*PROBLEM TO SOLVE*: Copy every line of the listing below without changing anything.

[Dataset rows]
+===+

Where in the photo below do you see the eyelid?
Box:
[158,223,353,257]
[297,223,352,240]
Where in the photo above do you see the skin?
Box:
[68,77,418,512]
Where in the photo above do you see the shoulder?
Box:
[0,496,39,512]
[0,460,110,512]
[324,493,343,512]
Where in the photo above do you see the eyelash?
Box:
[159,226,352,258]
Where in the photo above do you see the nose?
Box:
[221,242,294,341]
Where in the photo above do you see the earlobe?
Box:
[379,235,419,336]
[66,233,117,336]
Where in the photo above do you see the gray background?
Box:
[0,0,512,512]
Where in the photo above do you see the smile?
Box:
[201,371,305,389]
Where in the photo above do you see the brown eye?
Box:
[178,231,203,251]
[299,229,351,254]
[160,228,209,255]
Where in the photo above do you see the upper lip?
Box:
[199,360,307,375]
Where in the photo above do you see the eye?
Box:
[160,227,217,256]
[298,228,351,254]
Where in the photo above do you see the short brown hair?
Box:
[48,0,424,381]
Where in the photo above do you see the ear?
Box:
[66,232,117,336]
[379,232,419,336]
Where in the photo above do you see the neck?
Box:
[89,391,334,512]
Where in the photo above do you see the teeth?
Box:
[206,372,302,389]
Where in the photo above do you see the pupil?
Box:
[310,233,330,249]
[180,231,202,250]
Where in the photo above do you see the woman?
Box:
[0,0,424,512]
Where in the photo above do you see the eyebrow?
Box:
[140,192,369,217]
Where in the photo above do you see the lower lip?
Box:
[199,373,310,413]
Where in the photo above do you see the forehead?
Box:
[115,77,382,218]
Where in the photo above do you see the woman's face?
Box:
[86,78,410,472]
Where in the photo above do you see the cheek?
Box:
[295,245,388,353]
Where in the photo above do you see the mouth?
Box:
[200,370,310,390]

+===+

*SOLUTION FOR THIS EXERCISE*:
Where in the photo below do you see the eyelid?
Box:
[158,223,353,257]
[297,223,352,240]
Where in the photo above do you see the skin?
Box:
[68,77,418,512]
Where in the photo above do you see the shoulder?
Box:
[0,496,39,512]
[0,460,110,512]
[324,493,343,512]
Where in the photo above do you see the eyelash?
Box:
[159,226,352,258]
Where in the photo above do you see the nose?
Box:
[221,242,294,341]
Where in the photo above do you see the earlobe?
Box:
[379,235,419,336]
[66,233,117,336]
Where in the photo above do you see the gray background?
Box:
[0,0,512,512]
Where in the photo above do you see the smile?
Box:
[201,371,305,389]
Where in the photo above do you see the brown eye?
Box:
[178,231,203,251]
[299,229,351,254]
[160,228,209,255]
Where in the photo above do you see the upper lip?
Box:
[199,360,307,375]
Where in the photo above do you see the eye?
Box:
[160,227,217,256]
[298,228,351,254]
Where in the photo above do you see the short brown hair?
Box:
[48,0,424,381]
Where in the photo above do you see the ear?
Box:
[66,232,117,336]
[379,232,419,336]
Where in the photo above do you see the neck?
Box:
[89,391,334,512]
Where in the photo above do you see the teeth?
Box:
[206,372,302,389]
Where in the photo above do you see the pupil?
Box:
[310,233,330,249]
[180,231,202,250]
Where in the photo above do you see the woman?
Box:
[0,0,424,512]
Where in the photo above do you see the eyebrow?
Box:
[140,192,369,217]
Where in the photo above do you see the lower lip?
Box:
[199,373,310,413]
Where in the photo above do you see the forehead?
Box:
[115,77,382,218]
Where in the photo above do you see the woman's face?
Box:
[86,78,410,472]
Where in the photo above do you see the cheek?
Box:
[295,245,388,353]
Where in the photo above do you see the mouth?
Box:
[200,370,310,390]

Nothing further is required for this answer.